_TASK TO COMPLETE_
Pull out the rows from the line containing "find wet muddy" through the end of the rows, both ends included, and reproduce them word for word without the pictures.

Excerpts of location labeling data
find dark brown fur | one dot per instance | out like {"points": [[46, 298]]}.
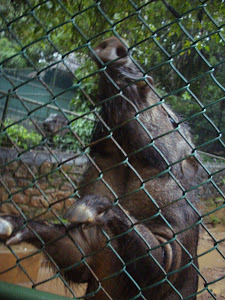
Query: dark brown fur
{"points": [[145, 166]]}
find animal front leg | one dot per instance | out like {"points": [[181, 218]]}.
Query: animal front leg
{"points": [[67, 247]]}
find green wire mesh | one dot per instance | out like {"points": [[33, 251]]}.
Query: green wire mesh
{"points": [[46, 69]]}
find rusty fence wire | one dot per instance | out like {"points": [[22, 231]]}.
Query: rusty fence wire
{"points": [[48, 87]]}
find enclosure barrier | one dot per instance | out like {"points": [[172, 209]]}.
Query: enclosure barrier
{"points": [[46, 69]]}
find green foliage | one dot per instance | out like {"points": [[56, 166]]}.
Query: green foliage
{"points": [[20, 136], [82, 128], [190, 41]]}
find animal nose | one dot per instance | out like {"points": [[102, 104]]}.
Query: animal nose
{"points": [[112, 49]]}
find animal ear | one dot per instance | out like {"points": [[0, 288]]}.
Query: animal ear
{"points": [[189, 167]]}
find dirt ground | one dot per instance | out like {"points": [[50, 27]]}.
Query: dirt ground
{"points": [[211, 262]]}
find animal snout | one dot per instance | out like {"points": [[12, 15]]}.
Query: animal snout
{"points": [[112, 49]]}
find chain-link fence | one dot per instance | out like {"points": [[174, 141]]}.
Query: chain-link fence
{"points": [[88, 91]]}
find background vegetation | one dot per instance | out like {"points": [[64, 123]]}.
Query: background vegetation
{"points": [[168, 38]]}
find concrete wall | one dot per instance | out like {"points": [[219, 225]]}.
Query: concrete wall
{"points": [[37, 182]]}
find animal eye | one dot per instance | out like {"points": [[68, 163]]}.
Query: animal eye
{"points": [[121, 51], [174, 123]]}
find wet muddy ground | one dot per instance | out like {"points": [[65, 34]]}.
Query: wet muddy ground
{"points": [[212, 267]]}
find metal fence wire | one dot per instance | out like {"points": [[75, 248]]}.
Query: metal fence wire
{"points": [[89, 87]]}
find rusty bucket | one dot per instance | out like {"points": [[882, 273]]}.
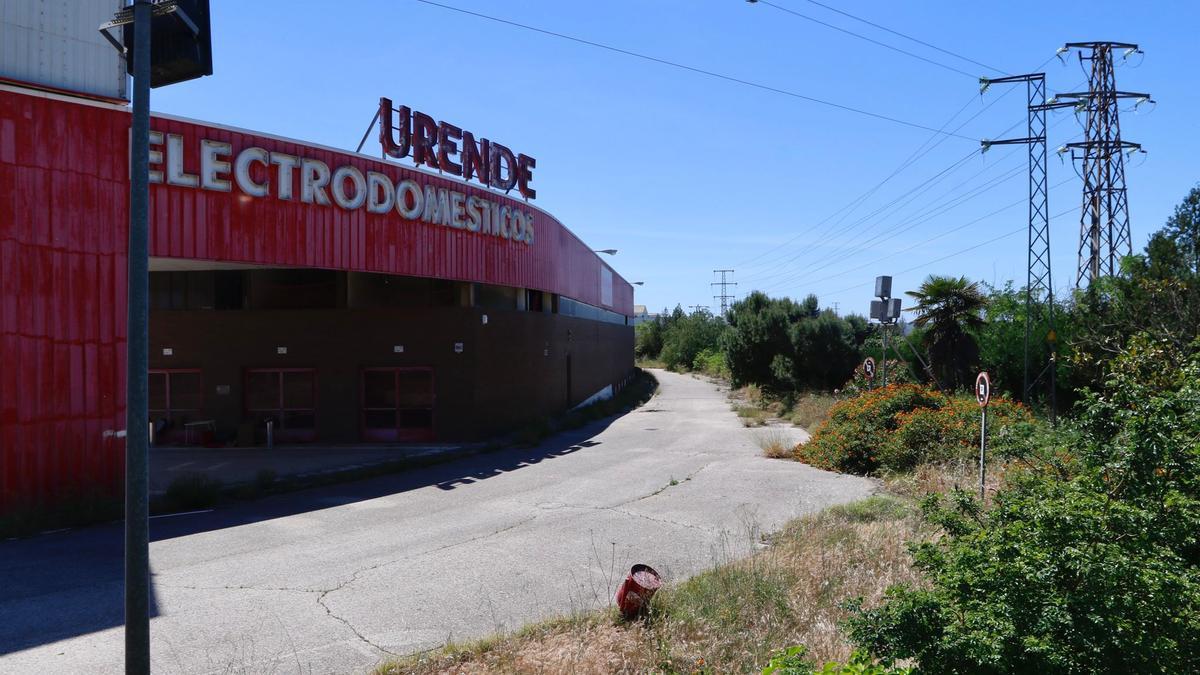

_OUTPUT_
find wet muddy ground | one dot per instance | out like {"points": [[65, 34]]}.
Query: wet muddy ground
{"points": [[212, 267]]}
find metal fence wire | one dot per instance | out like {"points": [[75, 248]]}.
Query: metal fence wire
{"points": [[89, 87]]}
find rusty bucket | one dot per instance | out like {"points": [[882, 273]]}.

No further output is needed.